▸ WORK TO BE COMPLETED:
Look below for the line holding "Target: orange soccer cleat" and the line holding "Target: black shorts". Repeat those two and everything between, exactly.
___ TASK DATA
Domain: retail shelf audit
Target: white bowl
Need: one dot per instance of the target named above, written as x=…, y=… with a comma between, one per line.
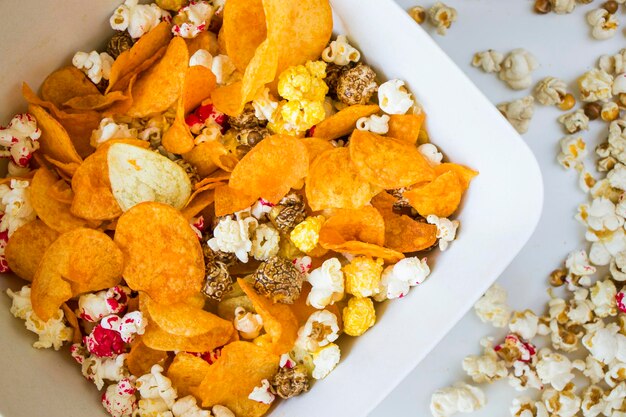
x=498, y=216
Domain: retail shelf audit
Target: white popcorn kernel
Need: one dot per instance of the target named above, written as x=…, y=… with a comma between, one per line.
x=517, y=68
x=489, y=60
x=492, y=307
x=340, y=52
x=518, y=112
x=459, y=398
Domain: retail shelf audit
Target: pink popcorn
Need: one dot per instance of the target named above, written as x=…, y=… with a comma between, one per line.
x=119, y=399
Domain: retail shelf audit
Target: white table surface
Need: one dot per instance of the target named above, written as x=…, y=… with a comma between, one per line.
x=564, y=49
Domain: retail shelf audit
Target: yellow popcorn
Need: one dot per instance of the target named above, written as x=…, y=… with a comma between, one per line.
x=363, y=276
x=358, y=316
x=306, y=234
x=304, y=82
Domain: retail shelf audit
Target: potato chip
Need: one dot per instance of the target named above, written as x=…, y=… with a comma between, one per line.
x=406, y=127
x=440, y=197
x=141, y=358
x=364, y=224
x=130, y=62
x=271, y=168
x=228, y=200
x=228, y=382
x=137, y=175
x=187, y=371
x=334, y=183
x=27, y=246
x=344, y=121
x=278, y=320
x=159, y=87
x=464, y=173
x=387, y=162
x=54, y=140
x=53, y=213
x=162, y=253
x=65, y=84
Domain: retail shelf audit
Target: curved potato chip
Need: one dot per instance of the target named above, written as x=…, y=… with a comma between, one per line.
x=271, y=168
x=241, y=367
x=344, y=121
x=27, y=246
x=137, y=175
x=53, y=213
x=65, y=84
x=162, y=253
x=405, y=127
x=387, y=162
x=279, y=321
x=440, y=197
x=334, y=183
x=159, y=87
x=186, y=371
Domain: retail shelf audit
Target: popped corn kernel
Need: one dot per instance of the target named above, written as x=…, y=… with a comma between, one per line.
x=362, y=276
x=305, y=235
x=358, y=316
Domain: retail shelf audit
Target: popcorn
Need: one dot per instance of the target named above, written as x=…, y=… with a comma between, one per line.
x=375, y=124
x=487, y=367
x=442, y=17
x=249, y=325
x=517, y=68
x=15, y=206
x=362, y=276
x=431, y=153
x=488, y=61
x=518, y=112
x=603, y=24
x=446, y=229
x=233, y=236
x=358, y=316
x=262, y=393
x=595, y=85
x=327, y=284
x=459, y=398
x=491, y=307
x=305, y=235
x=96, y=65
x=550, y=91
x=137, y=19
x=119, y=399
x=340, y=52
x=394, y=98
x=320, y=329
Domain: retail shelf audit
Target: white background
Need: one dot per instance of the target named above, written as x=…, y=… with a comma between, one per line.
x=564, y=49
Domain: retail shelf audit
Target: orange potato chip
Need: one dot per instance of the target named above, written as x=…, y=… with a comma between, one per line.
x=162, y=253
x=54, y=140
x=187, y=371
x=271, y=168
x=228, y=200
x=53, y=213
x=464, y=173
x=159, y=87
x=334, y=183
x=130, y=62
x=228, y=382
x=387, y=162
x=344, y=121
x=405, y=127
x=279, y=321
x=141, y=358
x=65, y=84
x=440, y=197
x=27, y=246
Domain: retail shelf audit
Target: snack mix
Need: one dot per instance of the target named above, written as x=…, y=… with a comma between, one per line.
x=202, y=209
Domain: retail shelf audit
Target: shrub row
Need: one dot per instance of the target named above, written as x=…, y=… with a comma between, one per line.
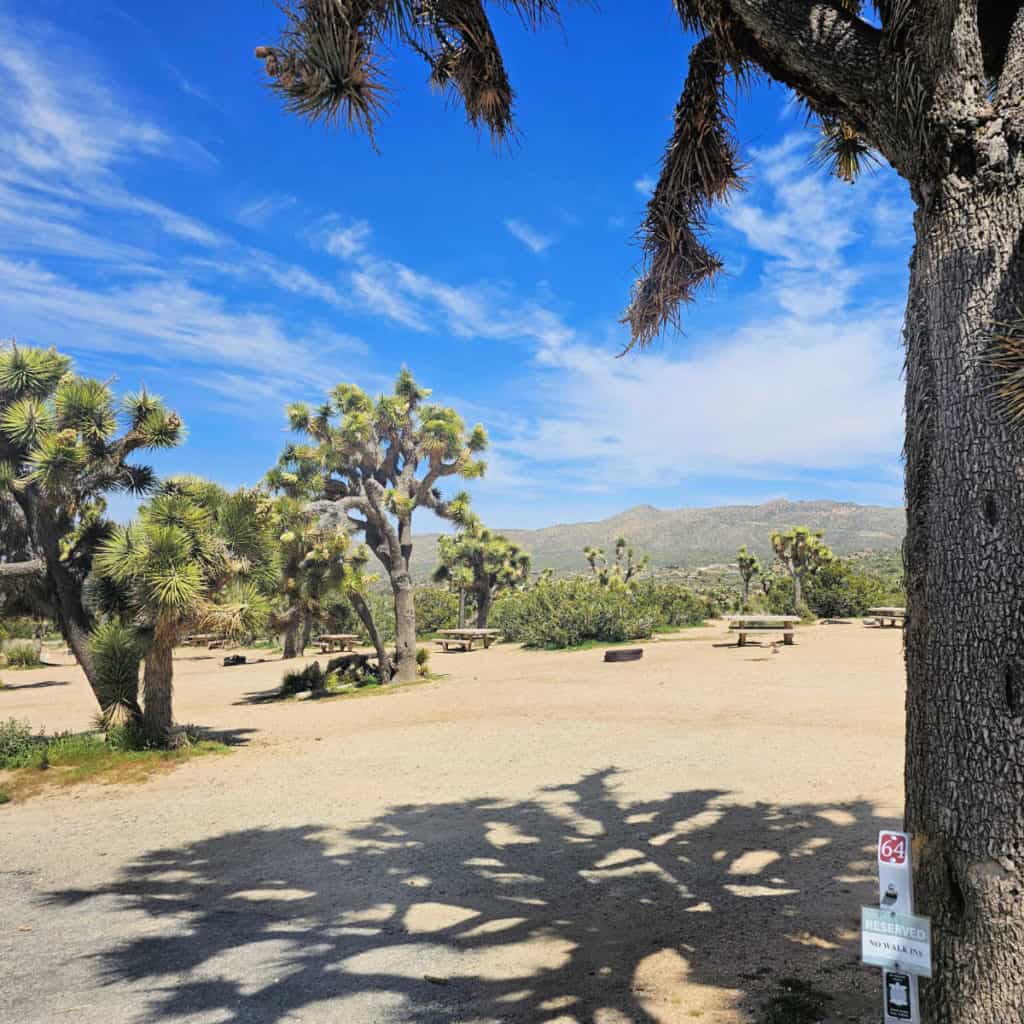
x=569, y=612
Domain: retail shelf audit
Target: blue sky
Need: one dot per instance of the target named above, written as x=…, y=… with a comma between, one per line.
x=164, y=221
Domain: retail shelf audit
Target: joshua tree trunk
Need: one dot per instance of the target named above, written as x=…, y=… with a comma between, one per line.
x=482, y=606
x=293, y=637
x=73, y=620
x=367, y=617
x=158, y=685
x=404, y=627
x=965, y=634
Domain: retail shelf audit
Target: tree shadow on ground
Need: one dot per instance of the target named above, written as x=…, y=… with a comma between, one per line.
x=576, y=905
x=35, y=686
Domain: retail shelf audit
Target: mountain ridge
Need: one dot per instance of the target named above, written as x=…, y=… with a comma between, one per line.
x=689, y=538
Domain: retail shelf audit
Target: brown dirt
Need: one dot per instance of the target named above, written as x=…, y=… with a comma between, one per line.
x=536, y=837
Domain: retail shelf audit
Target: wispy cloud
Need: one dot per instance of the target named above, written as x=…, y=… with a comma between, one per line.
x=259, y=212
x=529, y=237
x=66, y=136
x=347, y=241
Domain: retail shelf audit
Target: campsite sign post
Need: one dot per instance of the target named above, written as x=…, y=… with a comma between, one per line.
x=892, y=937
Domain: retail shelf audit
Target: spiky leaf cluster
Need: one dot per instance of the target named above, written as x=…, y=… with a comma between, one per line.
x=65, y=443
x=377, y=461
x=478, y=557
x=802, y=551
x=328, y=65
x=317, y=564
x=622, y=570
x=168, y=563
x=868, y=75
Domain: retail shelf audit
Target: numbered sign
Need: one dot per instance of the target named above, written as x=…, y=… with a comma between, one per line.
x=899, y=988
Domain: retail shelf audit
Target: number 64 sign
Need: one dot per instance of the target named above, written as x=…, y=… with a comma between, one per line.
x=892, y=848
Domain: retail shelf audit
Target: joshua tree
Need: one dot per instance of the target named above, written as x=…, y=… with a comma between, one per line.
x=803, y=553
x=935, y=89
x=622, y=570
x=489, y=562
x=372, y=464
x=59, y=454
x=163, y=570
x=749, y=567
x=316, y=564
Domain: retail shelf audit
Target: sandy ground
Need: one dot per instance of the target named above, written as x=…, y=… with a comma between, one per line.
x=536, y=837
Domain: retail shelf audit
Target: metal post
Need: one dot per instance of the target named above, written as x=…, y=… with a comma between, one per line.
x=899, y=990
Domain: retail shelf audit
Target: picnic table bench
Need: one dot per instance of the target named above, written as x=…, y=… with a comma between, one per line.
x=210, y=640
x=463, y=639
x=892, y=613
x=744, y=625
x=336, y=641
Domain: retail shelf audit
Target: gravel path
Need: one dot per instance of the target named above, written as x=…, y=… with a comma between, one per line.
x=536, y=837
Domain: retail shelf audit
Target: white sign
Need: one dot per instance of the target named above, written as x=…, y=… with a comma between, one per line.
x=900, y=1000
x=897, y=941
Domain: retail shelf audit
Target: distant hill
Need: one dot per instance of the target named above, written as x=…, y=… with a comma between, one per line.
x=691, y=538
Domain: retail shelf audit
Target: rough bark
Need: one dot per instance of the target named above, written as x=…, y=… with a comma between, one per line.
x=483, y=598
x=367, y=617
x=965, y=635
x=158, y=685
x=404, y=627
x=35, y=567
x=293, y=639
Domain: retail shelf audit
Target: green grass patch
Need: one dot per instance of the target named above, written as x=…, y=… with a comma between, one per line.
x=36, y=762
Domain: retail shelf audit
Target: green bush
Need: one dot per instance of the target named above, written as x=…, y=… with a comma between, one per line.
x=839, y=591
x=673, y=604
x=436, y=608
x=568, y=612
x=303, y=680
x=18, y=628
x=18, y=745
x=23, y=655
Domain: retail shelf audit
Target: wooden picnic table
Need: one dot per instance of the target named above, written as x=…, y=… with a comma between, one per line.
x=757, y=624
x=463, y=639
x=211, y=640
x=892, y=613
x=336, y=641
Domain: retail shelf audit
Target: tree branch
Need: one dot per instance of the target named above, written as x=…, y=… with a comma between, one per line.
x=824, y=52
x=1011, y=87
x=10, y=569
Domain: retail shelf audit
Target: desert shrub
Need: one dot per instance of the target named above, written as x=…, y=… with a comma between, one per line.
x=436, y=608
x=568, y=612
x=302, y=680
x=838, y=590
x=18, y=628
x=17, y=743
x=675, y=604
x=23, y=654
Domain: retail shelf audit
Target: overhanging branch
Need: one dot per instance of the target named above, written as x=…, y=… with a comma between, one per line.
x=9, y=570
x=822, y=51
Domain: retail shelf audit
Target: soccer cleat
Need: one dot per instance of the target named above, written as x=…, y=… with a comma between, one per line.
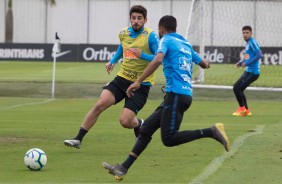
x=240, y=111
x=220, y=135
x=137, y=129
x=117, y=170
x=247, y=113
x=73, y=143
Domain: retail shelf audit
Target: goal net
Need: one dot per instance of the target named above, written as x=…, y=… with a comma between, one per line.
x=215, y=30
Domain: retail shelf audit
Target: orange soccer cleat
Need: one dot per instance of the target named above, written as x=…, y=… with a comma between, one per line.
x=240, y=111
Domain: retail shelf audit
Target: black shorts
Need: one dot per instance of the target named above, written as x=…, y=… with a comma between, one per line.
x=135, y=103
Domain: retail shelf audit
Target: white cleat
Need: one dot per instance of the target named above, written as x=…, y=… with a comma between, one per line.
x=73, y=143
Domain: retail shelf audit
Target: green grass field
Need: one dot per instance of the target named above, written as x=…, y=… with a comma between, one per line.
x=29, y=118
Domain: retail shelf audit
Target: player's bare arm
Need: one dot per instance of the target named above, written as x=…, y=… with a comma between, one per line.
x=109, y=67
x=205, y=64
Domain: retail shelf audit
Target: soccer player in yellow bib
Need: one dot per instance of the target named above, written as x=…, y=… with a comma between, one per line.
x=138, y=45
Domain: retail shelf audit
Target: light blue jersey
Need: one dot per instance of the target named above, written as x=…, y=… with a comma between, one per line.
x=178, y=63
x=252, y=55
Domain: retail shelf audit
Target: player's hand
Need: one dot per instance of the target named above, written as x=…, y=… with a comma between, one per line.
x=137, y=52
x=238, y=64
x=109, y=67
x=243, y=65
x=133, y=87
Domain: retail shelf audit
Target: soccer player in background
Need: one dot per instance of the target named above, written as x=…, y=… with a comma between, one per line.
x=250, y=62
x=177, y=56
x=138, y=45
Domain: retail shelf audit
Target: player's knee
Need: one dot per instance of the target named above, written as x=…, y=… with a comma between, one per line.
x=99, y=107
x=126, y=123
x=168, y=142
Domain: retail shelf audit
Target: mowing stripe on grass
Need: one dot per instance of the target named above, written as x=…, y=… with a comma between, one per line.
x=217, y=162
x=26, y=104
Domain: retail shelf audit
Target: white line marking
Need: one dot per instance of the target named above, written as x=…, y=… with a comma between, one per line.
x=26, y=104
x=217, y=162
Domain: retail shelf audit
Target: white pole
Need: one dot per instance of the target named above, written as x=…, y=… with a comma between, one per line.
x=54, y=76
x=56, y=49
x=189, y=19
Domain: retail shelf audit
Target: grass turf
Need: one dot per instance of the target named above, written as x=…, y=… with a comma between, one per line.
x=32, y=122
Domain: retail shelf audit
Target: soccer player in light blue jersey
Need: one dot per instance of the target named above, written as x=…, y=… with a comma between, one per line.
x=251, y=64
x=177, y=56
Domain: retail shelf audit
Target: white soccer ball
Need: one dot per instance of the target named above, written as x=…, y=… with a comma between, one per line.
x=35, y=159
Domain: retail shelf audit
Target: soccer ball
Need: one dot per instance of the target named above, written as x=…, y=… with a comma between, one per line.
x=35, y=159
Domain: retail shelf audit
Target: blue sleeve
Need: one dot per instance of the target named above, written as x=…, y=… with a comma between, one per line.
x=153, y=46
x=257, y=56
x=163, y=45
x=195, y=57
x=117, y=56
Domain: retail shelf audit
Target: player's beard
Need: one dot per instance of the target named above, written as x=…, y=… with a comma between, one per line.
x=136, y=27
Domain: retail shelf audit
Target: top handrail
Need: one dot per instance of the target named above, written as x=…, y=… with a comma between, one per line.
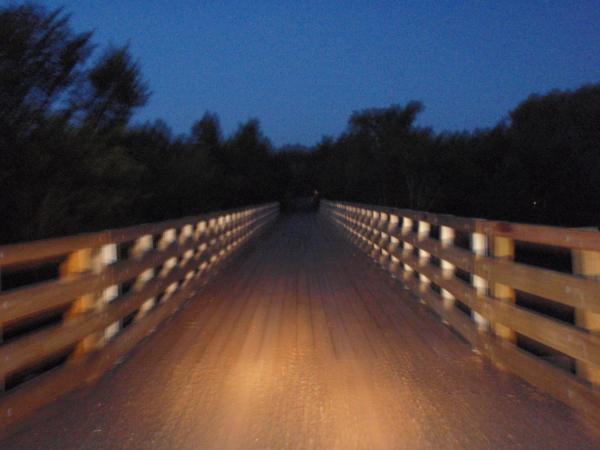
x=22, y=253
x=564, y=237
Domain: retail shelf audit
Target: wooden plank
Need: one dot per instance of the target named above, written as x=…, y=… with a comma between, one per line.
x=560, y=287
x=30, y=300
x=570, y=340
x=32, y=252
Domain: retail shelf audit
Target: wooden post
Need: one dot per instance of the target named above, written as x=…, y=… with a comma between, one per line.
x=168, y=237
x=479, y=245
x=77, y=263
x=447, y=236
x=587, y=263
x=108, y=255
x=407, y=248
x=504, y=248
x=142, y=246
x=424, y=228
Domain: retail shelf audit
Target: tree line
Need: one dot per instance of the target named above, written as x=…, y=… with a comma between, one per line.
x=72, y=162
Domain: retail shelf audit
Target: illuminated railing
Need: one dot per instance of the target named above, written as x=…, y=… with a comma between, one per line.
x=537, y=316
x=101, y=294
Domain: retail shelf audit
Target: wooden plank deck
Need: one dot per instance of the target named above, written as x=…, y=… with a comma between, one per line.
x=304, y=343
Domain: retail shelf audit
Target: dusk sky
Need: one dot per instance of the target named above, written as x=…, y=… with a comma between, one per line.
x=302, y=67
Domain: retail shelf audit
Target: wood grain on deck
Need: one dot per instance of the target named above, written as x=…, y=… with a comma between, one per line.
x=304, y=343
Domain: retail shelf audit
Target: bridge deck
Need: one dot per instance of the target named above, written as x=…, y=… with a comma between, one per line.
x=303, y=343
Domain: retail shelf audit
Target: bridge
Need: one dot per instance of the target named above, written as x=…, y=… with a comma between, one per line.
x=355, y=327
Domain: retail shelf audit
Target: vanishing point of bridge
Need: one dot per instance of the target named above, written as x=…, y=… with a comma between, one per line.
x=263, y=330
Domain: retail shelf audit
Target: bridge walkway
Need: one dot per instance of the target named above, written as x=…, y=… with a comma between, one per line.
x=302, y=342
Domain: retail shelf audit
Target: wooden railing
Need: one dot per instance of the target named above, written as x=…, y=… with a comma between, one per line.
x=525, y=296
x=103, y=293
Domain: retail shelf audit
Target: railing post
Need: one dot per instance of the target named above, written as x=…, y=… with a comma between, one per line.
x=447, y=236
x=503, y=248
x=479, y=246
x=108, y=255
x=407, y=248
x=168, y=237
x=142, y=246
x=77, y=263
x=424, y=228
x=587, y=264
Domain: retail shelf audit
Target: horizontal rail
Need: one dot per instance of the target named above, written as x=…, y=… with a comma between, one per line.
x=491, y=318
x=106, y=299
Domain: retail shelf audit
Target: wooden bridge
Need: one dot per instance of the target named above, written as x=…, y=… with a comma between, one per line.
x=264, y=330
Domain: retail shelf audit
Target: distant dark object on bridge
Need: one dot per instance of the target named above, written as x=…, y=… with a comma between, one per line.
x=300, y=204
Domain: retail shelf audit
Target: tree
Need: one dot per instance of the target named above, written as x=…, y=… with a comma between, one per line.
x=41, y=62
x=116, y=89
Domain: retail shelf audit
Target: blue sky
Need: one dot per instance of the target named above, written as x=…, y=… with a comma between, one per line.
x=302, y=67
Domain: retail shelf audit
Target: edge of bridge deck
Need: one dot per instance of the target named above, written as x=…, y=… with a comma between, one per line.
x=305, y=343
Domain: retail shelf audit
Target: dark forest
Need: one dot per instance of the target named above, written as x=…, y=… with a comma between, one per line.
x=71, y=161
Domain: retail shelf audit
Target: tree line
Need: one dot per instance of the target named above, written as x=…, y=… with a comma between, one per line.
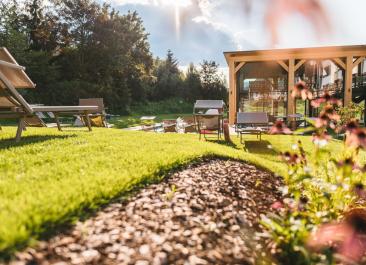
x=78, y=49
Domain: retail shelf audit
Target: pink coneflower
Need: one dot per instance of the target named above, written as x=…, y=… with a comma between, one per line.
x=322, y=121
x=280, y=128
x=292, y=158
x=331, y=113
x=301, y=90
x=351, y=126
x=356, y=138
x=277, y=205
x=326, y=98
x=347, y=237
x=346, y=162
x=321, y=139
x=359, y=190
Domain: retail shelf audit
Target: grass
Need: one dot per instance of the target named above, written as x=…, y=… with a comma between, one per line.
x=122, y=122
x=53, y=178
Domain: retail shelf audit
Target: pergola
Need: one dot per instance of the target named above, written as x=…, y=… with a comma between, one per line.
x=346, y=58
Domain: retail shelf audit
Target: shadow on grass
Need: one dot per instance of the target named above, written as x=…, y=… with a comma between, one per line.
x=225, y=143
x=26, y=140
x=259, y=147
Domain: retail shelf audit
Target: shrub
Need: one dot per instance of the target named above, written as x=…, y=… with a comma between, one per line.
x=312, y=225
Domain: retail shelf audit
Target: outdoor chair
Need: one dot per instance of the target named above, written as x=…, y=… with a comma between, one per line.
x=209, y=123
x=208, y=115
x=191, y=126
x=251, y=123
x=14, y=106
x=97, y=118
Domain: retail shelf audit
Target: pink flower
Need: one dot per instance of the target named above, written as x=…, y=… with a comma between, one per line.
x=280, y=128
x=292, y=158
x=359, y=190
x=321, y=139
x=351, y=126
x=356, y=138
x=328, y=117
x=301, y=90
x=326, y=98
x=343, y=237
x=277, y=205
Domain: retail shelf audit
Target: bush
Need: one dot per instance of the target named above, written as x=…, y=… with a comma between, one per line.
x=320, y=221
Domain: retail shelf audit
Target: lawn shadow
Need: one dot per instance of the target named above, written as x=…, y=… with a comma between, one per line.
x=259, y=147
x=26, y=140
x=225, y=143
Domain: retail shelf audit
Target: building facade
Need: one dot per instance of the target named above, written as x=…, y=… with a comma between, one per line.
x=261, y=81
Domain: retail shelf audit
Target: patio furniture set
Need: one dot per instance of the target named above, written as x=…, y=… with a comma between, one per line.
x=208, y=115
x=14, y=106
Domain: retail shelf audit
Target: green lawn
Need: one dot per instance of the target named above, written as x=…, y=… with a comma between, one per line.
x=122, y=122
x=53, y=178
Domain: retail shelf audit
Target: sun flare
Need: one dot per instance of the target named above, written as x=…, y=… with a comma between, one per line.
x=177, y=5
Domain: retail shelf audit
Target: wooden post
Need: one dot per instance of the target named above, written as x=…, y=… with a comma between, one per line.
x=348, y=81
x=87, y=119
x=291, y=109
x=20, y=129
x=57, y=121
x=232, y=93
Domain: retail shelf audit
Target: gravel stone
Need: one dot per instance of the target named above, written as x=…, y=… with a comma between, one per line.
x=205, y=214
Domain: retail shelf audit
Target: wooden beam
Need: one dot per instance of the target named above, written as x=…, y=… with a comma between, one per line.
x=348, y=82
x=232, y=93
x=11, y=65
x=283, y=64
x=340, y=63
x=299, y=64
x=299, y=56
x=291, y=83
x=239, y=66
x=358, y=61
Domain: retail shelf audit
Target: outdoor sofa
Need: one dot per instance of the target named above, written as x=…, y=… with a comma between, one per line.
x=14, y=106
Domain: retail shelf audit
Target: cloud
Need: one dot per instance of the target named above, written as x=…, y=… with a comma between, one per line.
x=209, y=27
______
▸ FINISHED EXERCISE:
Target: orange soccer cleat
Need: one dot per instance of the target named above, written as x=…, y=… with a comma between, one per line.
x=240, y=111
Domain: retail shelf audit
Target: black shorts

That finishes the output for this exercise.